**JOB**
Copy out the lines below word for word, but leave out the picture.

**DATA IN THIS EXERCISE**
________________
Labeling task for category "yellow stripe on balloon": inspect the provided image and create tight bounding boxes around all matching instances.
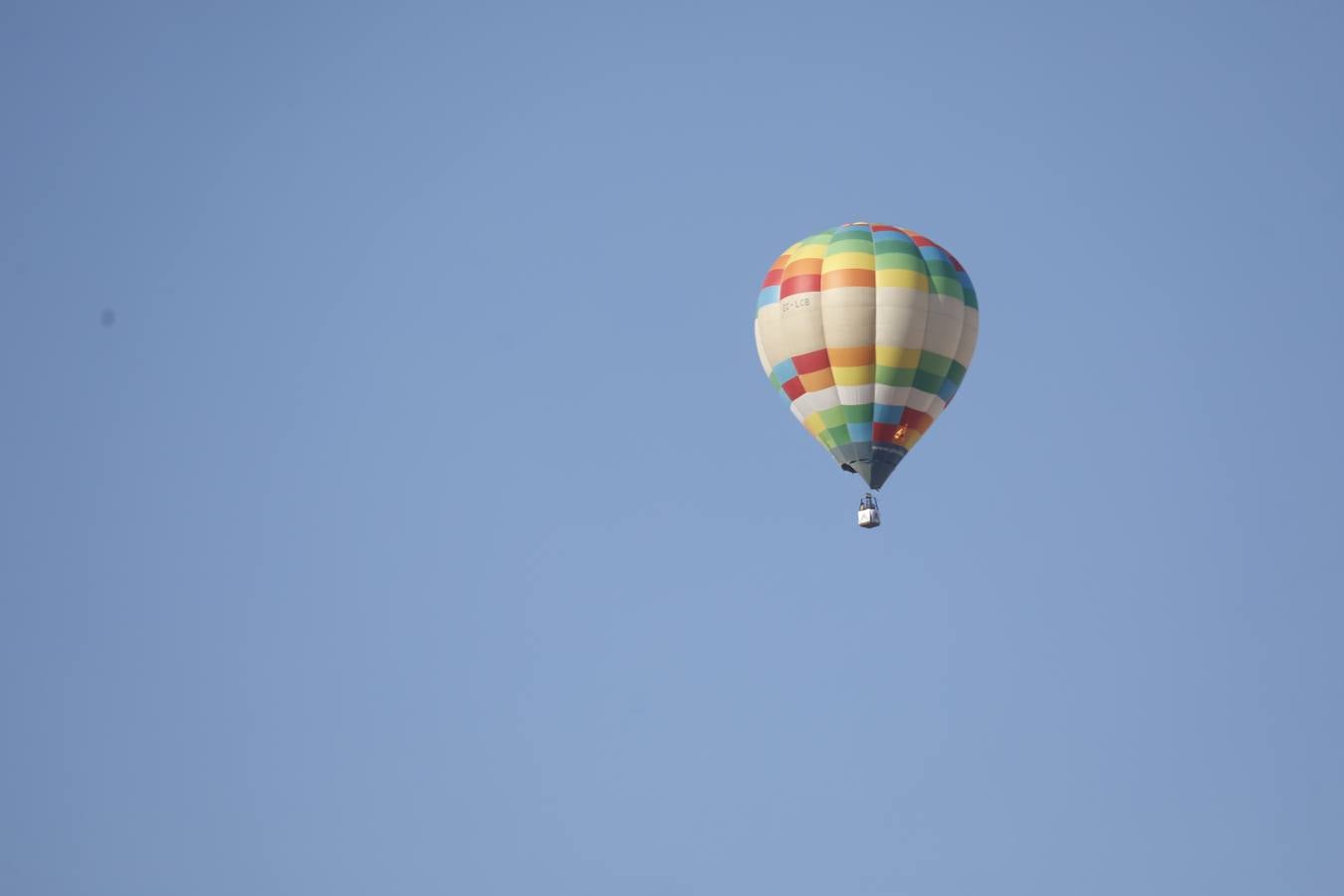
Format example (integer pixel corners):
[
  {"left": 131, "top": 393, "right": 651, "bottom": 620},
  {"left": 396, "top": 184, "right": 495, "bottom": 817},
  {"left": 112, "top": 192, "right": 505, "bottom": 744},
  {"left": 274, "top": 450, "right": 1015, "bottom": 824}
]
[{"left": 830, "top": 364, "right": 874, "bottom": 385}]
________________
**FULL RESPONSE**
Labeling task for category "yellow stripe on balloon": inspect the provided image and create tight bounding boxes around all matching instances.
Format example (integer pixel corners):
[
  {"left": 131, "top": 393, "right": 651, "bottom": 620},
  {"left": 396, "top": 184, "right": 495, "bottom": 817},
  {"left": 112, "top": 192, "right": 505, "bottom": 744},
  {"left": 274, "top": 450, "right": 1015, "bottom": 824}
]
[{"left": 830, "top": 364, "right": 874, "bottom": 385}]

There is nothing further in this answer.